▶ Set problem
Can you give the lines of the data below again, from the line with "TARGET = grape leaf" through the end of the data, with "pixel coordinates" changed to "image coordinates" throughout and nothing else altered?

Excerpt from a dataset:
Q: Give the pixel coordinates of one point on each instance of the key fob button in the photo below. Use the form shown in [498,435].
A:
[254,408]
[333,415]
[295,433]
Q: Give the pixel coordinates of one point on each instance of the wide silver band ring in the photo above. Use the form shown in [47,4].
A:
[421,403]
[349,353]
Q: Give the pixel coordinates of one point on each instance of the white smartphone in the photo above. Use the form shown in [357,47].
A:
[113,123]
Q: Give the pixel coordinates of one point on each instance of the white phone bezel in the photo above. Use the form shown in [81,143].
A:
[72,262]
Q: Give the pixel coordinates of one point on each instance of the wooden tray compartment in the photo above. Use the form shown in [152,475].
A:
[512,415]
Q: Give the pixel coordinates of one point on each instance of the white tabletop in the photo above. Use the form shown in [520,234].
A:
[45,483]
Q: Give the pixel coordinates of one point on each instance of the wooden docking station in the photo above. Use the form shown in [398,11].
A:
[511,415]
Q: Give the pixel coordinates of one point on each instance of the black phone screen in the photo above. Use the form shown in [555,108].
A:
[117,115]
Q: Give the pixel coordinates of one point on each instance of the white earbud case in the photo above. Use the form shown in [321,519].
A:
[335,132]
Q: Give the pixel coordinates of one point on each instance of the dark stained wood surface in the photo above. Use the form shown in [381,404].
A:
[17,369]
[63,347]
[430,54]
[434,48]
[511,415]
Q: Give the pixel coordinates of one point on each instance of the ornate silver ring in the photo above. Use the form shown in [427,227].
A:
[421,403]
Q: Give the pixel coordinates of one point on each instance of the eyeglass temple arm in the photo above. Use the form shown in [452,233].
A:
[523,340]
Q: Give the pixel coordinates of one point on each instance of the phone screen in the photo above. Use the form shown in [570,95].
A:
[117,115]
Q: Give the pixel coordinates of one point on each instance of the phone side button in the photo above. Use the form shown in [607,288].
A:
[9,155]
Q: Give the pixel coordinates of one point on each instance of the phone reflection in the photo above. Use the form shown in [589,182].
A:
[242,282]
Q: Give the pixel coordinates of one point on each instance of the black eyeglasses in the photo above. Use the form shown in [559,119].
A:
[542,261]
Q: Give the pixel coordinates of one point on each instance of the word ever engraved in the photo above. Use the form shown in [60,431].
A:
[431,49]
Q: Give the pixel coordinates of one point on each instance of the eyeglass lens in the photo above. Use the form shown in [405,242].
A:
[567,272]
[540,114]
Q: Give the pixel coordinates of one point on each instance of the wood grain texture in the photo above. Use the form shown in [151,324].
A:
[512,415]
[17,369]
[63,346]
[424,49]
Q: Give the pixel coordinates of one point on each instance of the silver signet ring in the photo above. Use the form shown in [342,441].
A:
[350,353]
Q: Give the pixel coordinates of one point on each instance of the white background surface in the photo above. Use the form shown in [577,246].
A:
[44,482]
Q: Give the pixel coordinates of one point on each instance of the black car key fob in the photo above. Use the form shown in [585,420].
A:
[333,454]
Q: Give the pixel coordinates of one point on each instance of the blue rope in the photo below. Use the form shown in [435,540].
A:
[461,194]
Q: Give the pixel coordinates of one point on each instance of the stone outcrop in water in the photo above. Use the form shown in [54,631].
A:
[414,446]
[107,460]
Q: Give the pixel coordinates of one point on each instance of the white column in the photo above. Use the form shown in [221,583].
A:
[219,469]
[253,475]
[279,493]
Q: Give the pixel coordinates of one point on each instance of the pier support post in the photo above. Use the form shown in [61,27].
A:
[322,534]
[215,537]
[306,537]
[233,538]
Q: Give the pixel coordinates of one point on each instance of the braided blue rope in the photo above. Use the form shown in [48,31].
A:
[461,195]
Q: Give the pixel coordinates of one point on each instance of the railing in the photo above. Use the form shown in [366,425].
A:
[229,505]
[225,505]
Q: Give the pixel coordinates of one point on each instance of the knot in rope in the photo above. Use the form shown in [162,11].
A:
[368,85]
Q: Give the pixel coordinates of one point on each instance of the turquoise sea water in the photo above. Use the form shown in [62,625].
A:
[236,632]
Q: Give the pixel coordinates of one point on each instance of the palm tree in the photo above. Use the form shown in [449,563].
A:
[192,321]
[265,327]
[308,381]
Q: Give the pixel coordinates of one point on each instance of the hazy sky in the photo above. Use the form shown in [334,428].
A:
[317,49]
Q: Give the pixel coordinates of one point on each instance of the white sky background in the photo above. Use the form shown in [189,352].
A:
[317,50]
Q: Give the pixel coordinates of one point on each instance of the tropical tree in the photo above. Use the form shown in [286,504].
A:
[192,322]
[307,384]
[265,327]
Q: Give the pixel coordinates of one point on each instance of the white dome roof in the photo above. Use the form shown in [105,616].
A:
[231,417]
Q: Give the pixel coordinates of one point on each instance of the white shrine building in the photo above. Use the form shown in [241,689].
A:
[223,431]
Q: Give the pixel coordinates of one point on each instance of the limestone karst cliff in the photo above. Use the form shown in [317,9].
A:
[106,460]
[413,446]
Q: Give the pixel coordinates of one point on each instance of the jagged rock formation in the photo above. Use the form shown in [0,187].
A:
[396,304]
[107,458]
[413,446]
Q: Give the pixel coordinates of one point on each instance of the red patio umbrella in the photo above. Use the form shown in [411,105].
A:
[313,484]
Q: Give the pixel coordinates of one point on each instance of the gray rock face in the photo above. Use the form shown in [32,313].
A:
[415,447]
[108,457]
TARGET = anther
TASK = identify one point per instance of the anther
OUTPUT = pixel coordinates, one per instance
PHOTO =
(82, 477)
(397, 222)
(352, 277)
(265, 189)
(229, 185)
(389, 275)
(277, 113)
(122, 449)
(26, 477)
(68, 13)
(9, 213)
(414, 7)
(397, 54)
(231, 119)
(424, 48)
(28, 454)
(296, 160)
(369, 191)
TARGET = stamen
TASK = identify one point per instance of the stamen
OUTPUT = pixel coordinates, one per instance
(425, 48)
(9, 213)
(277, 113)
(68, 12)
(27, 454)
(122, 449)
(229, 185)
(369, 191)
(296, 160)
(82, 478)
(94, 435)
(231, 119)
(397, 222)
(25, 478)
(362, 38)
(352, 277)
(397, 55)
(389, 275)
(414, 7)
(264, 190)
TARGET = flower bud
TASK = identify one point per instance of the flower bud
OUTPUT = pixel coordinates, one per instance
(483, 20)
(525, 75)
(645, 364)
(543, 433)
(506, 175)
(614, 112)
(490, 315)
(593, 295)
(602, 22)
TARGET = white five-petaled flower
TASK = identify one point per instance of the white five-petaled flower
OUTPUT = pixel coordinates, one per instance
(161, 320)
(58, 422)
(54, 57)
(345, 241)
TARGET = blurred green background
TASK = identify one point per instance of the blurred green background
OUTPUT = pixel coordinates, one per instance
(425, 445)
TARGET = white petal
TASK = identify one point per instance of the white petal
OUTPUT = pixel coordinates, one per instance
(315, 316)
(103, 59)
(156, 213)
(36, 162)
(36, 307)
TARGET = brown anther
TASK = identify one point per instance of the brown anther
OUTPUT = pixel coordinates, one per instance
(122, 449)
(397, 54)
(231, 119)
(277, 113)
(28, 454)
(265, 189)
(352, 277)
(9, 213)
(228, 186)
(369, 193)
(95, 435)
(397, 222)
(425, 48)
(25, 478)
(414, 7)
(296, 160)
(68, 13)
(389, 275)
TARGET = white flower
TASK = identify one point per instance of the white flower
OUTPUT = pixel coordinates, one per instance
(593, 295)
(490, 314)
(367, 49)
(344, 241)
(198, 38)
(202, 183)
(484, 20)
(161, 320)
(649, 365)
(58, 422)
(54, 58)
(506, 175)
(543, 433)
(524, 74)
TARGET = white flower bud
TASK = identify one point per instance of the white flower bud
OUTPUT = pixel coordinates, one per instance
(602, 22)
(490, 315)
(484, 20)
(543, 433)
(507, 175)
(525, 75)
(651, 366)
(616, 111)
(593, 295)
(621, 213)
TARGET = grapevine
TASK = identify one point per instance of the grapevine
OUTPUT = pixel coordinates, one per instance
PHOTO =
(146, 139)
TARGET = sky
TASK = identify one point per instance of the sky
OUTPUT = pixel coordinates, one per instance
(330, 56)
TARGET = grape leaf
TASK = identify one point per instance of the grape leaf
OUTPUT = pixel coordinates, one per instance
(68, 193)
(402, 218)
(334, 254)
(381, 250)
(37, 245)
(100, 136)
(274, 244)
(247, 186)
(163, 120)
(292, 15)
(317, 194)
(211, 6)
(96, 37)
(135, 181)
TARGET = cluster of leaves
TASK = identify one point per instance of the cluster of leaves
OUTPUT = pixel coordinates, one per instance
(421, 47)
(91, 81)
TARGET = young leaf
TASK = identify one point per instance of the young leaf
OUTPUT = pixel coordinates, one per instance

▶ Completed exercise
TARGET = grape leaf
TASK = identify one point per instance of the grape leaf
OUTPUT = image coordinates, one per instance
(68, 193)
(402, 218)
(334, 254)
(381, 250)
(37, 245)
(100, 136)
(274, 244)
(247, 186)
(163, 120)
(292, 15)
(317, 194)
(211, 6)
(96, 37)
(135, 181)
TARGET = cluster of leaves
TASK = identify one point per instance of the cluster of leaves
OUTPUT = image coordinates, one per instance
(421, 47)
(91, 81)
TARGET = young leaf
TASK = identify one point per instance of the young leaf
OUTPUT = image coordinates, one per instance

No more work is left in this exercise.